Locate, in the data below, the line that contains "Query: handrail" and the line that contains "# for each instance of the concert"; reproduce exactly those two lines and every line between them, nothing more.

○ ○ ○ ○ ○ ○ ○

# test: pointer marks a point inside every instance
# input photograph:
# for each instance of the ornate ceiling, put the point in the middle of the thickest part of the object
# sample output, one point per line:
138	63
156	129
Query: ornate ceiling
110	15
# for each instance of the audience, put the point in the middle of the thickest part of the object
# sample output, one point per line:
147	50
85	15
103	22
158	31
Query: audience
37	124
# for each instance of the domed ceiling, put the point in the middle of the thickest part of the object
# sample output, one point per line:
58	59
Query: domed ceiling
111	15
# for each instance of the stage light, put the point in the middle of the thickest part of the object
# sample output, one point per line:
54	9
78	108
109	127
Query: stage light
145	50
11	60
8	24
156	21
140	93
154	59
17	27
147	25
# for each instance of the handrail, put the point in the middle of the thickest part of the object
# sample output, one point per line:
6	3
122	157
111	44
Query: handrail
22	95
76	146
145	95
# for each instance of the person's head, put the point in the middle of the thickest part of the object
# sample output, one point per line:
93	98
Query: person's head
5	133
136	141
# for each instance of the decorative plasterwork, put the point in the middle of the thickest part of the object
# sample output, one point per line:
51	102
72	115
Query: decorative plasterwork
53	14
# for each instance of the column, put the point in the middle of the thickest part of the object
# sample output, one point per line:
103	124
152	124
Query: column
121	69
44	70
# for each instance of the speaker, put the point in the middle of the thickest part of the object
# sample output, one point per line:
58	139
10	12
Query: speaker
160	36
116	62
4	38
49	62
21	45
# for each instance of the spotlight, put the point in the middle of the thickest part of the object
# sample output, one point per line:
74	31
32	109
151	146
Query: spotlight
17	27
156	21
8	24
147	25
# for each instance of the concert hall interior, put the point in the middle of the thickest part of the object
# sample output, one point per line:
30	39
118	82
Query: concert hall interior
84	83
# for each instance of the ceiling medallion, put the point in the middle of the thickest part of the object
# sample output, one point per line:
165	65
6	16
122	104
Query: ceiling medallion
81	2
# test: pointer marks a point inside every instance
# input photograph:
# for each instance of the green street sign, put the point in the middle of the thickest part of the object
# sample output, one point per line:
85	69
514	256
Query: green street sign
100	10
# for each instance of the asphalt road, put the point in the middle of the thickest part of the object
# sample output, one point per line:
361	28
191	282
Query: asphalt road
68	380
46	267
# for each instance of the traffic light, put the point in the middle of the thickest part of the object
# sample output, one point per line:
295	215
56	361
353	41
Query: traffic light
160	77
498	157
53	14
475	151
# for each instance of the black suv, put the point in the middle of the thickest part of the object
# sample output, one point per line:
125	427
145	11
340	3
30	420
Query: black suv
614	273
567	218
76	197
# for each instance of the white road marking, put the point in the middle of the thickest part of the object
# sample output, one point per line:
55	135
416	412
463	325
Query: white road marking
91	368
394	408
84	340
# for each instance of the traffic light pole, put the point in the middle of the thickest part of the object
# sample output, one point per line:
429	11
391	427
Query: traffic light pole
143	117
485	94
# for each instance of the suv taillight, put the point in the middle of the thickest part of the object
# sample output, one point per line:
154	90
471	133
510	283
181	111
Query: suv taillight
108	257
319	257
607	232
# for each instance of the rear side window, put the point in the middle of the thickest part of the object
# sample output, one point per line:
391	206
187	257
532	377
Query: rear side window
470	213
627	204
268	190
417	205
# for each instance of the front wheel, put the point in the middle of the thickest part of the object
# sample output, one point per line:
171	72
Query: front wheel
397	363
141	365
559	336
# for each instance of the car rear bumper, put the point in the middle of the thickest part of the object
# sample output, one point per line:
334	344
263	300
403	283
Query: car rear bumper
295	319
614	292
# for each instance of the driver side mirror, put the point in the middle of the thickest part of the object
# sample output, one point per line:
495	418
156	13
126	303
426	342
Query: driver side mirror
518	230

○ ○ ○ ○ ○ ○ ○

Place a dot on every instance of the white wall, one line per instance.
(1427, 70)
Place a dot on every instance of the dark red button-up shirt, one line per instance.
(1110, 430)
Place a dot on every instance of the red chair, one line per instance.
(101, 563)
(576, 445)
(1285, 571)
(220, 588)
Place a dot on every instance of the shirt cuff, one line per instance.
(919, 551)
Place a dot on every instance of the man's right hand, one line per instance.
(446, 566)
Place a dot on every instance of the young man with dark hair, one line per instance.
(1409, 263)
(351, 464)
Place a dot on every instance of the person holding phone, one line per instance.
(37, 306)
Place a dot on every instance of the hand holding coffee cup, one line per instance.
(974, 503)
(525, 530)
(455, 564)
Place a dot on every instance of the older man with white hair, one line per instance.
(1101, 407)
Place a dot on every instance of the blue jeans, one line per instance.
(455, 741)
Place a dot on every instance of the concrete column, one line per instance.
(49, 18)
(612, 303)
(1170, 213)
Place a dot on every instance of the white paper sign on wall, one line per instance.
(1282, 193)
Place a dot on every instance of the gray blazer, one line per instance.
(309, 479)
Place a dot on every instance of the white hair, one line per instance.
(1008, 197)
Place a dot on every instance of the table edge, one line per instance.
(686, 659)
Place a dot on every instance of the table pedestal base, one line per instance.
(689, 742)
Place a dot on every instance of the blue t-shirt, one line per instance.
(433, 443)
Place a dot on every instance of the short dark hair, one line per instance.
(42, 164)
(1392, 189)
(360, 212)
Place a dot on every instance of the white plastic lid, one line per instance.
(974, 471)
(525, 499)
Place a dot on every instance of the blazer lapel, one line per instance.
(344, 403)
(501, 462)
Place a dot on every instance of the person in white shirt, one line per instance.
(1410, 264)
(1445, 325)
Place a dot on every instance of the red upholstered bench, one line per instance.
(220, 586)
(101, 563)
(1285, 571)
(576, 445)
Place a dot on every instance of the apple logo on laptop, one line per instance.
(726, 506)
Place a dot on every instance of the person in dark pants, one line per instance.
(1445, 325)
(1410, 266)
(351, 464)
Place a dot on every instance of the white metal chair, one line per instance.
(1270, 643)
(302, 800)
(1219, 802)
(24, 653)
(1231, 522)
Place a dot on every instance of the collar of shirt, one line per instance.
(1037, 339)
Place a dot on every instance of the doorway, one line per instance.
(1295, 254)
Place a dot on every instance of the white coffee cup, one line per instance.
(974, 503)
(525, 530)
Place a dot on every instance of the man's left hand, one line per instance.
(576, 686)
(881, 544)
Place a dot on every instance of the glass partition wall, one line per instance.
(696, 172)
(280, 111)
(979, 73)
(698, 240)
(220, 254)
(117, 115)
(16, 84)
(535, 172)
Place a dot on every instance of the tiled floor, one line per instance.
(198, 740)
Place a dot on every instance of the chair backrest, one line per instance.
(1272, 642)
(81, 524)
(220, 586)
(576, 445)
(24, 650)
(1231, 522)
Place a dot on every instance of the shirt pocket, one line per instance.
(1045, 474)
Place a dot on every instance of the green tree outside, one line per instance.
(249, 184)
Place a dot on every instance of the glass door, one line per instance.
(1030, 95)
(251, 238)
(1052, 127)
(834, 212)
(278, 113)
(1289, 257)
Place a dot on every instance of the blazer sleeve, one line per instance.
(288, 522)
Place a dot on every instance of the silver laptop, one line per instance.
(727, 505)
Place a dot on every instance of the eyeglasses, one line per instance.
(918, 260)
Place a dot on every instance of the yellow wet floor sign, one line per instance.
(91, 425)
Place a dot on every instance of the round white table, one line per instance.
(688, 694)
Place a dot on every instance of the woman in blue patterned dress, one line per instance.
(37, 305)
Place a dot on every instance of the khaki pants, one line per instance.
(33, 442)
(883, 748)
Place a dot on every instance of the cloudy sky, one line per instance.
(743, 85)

○ ○ ○ ○ ○ ○ ○

■ **Written response**
Query: handrail
22	95
76	146
145	95
# for each instance of the person's head, put the point in the middle of the thickest part of the object
# sample output, one point per line:
93	98
Query: person's head
5	133
136	141
# for each instance of the decorative plasterwork, put the point in the middle of the thickest part of the object
# sample output, one point per line:
51	102
72	115
Query: decorative plasterwork
53	14
# for each instance of the column, put the point in the middle of the thickest part of the object
# sample output, one point per line:
103	124
152	124
Query: column
121	69
44	70
# for each instance of the speaker, put the point in the middle of the thickest part of the object
# sample output, one point per line:
58	139
10	12
Query: speaker
160	36
116	62
4	38
49	62
21	45
# for each instance of the spotlight, put the point in the middle of the thickest part of the object
# sample output, one point per line:
74	31
32	109
151	146
Query: spotlight
17	27
156	21
8	24
147	25
# for each instance of the concert hall interior, put the point in the middle of the thickest part of the object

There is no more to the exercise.